The northernwestern Esmeraldas Province, a highly marginalised and invisibilized region, is home to the Chachi, Awá, and Épera Indigenous peoples, traditional Afro-descendant communities, and Mestizo people. Photo: Julianne Hazlewood

Interview

Indigenous and Afro-descendant communities struggle in Ecuador

Palm oil companies are detrimentally impacting rural livelihoods and biodiversity in northwestern Ecuador by extracting resources and polluting ancestral lands and rivers. Indigenous and Afro-descendant communities are particularly vulnerable to exploitation and health hazards posed by these companies. As an act of resistance, the communities, supported by the organisation Roots & Routes IC, have filed the world’s first constitutionally-based Rights of Nature Lawsuit to demand justice.

The Chocó rainforest in the northwestern Ecuadorian Pacific region and Esmeraldas Province is among the world’s biodiversity hotspots. Despite its ecological significance, the region is severely impoverished, violent, crisis-ridden and often invisibilized by outsiders. The lack of attention allows extractive industries to exploit both people and the environment, causing vast land and forest degradation, uprooting African-ecuadorian communities from their rural homes and causing migration to urban centers. They freely dump chemicals and waste into the La Chiquita river, polluting the ecosystem and river. This severely affects the livelihoods, health and food security of the communities which inhabit the region, the Indigenous Awá community of Guadualito and the Afro-descendant community of La Chiquita

The lack of responsibility taken by the palm oil industry lead to the communities filing the world’s first constitutionally-based Rights of Nature lawsuit which demands that the industries repair damages to the communities and environment. The Ecuadorian constitution, which was ratified in September 2008, recognises the Rights of Nature, which upholds the rights of all living beings of nature to be recognised as subjects of rights. 

La Chiquita River runs black due to Los Andes Extractor dumping their residual palm oil processing waters directly into the river. Photo: Roots & Routes IC
Julianne Hazlewood

The international, US-based organisation Roots & Routes IC works with Indigenous and other ancestral and place-based communities as they stand up for their rights. FUF Lund Magazine interviewed co-founder and executive director Julianne Hazlewood to discuss the current challenges the above-mentioned communities face, as well as the significance of the Rights of Nature lawsuit. These communities first filed a civil suit in 2010 in the Esmeraldas Provincial Court demanding repair and damages to the river and to all beings, human and nonhuman, that inhabit the river basin.

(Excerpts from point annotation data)
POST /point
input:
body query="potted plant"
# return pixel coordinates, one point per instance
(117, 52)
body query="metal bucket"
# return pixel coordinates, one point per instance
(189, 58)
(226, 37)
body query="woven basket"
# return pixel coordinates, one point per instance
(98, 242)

▸ Required work:
• a. In the article on palm oil in Ecuador, when was the Ecuadorian constitution ratified?
• b. Reproduce the passage of the article on palm oil in Ecuador starting at "The international, US-based" and ending at "the river basin.".
• c. Take the article on palm oil in Ecuador further, picking up after its final sentence.

▸ The results:
• a. September 2008

• b.
The international, US-based organisation Roots & Routes IC works with Indigenous and other ancestral and place-based communities as they stand up for their rights. FUF Lund Magazine interviewed co-founder and executive director Julianne Hazlewood to discuss the current challenges the above-mentioned communities face, as well as the significance of the Rights of Nature lawsuit. These communities first filed a civil suit in 2010 in the Esmeraldas Provincial Court demanding repair and damages to the river and to all beings, human and nonhuman, that inhabit the river basin.

• c.
Despite being the first lawsuit of its kind, the lack of international attention and visibility severely hindered its success. After a seven year long struggle the regional judge ruled only partially in favor of the communities. It was ruled that the oil palm companies would share responsibility with 12 regional ministries, thus sending the communities into a labyrinth of bureaucracy, Hazlewood explains.

As a result, the companies continue to dump chemical waste into the riverine ecosystems and the struggles of the communities continue. Julianne Hazlewood elaborates on what measures the organisation and the international community should take to show solidarity and support. Currently, they are in conversations with Ecuador’s constitutional-level Rights of Nature mechanism to present a parallel “Action of Protection” alongside Ecuadorian, Dr. Ximena Ron, as the lead lawyer and Brazilian, Dr. Flavia Carlet, as a legal advisor. This is a much faster process and would ensure a higher level of visibility and accountability. 

It is remarkable how the people who have lived through a historically and present day abandoned place can be the very first to call for a paradigm shift – their ways of knowing should be acknowledged and is what started this revolutionary political movement, Hazlewood reflects.

Hazlewood concludes by stating that it is vital that organisations join their network. This is to both economically sustain the mission, and to ensure that all humans and Nature are treated with the compassion, respect and dignity that they merit.

“Protecting the environment that is the life and lungs of Ecuador” It has been a long struggle for the Indigenous and Afro-descendant communities of northwestern Ecuador in their fight to increase visibility for environmental justice. Photo: Julianne Hazlewood, taken in 2007.
Article 71, Constitution of the Republic of Ecuador

“Nature, or Pacha Mama, where life is reproduced and occurs, has the right to integral respect for its existence and for the maintenance and regeneration of its life cycles, structure, functions and evolutionary processes”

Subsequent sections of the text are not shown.